## Document extract
For context I struggle with anxiety, depression, undiagnosed autism, and some other health concerns I'll likely never get diagnosed.
This time, I tried being a Leasing Agent. Only 20hrs a week at $14/hr with zero benefits.
Dealing with some of the residents [and potential future residents] straight up makes me want to die.
Some people are straight up fucking stupid. Like the guy who sprayed my coworker and I with a f9re extinguisher. That felt real nice in all the little cuts on my hands, and in my lungs.
Or the woman whose porch was literally wall-to-wall covered in jurassic sized dog shit, and piss.
Or the other handful of people screaming in my ear over the phone. Which triggers a very specific kind of PTSD where I would rather McDie than be trapped on the phone, unable to defend myself.
For the math, I make about $1,600/month. Bills knock out about a quarter of that, leaving me with absolutely nothing for rent if I ever wanted to move out of my in-laws. Which I am desperate for my own space. I'm tired of living my entire life in a corner, and if I'm still stuck here after thirty, I swear…
The point is, I'm quitting another job to look for another. And I can't afford it. But if I'm stuck there during the busy season I won't live through it. I won't.
I won't qualify for unemployment because one of my last jobs fucked me over during covid.
I can't qualify for medicaid. Reason unknown, but I've been feeling so hopeless I didn't bother trying again.

## Information provided
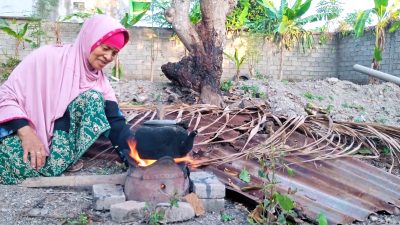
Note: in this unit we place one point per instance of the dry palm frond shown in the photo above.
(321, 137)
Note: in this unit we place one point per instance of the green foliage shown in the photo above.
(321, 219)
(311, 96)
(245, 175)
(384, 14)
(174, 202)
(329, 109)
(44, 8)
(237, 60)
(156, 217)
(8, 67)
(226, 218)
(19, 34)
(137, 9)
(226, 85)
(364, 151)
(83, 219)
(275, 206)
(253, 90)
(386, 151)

...

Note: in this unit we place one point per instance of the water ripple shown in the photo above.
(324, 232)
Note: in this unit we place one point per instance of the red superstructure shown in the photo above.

## Assignment
Update the post about the leasing agent job, giving everything from "Some people are" down to "to defend myself." with "porch" changed to "balcony".

## Solution for this exercise
Some people are straight up fucking stupid. Like the guy who sprayed my coworker and I with a f9re extinguisher. That felt real nice in all the little cuts on my hands, and in my lungs.
Or the woman whose balcony was literally wall-to-wall covered in jurassic sized dog shit, and piss.
Or the other handful of people screaming in my ear over the phone. Which triggers a very specific kind of PTSD where I would rather McDie than be trapped on the phone, unable to defend myself.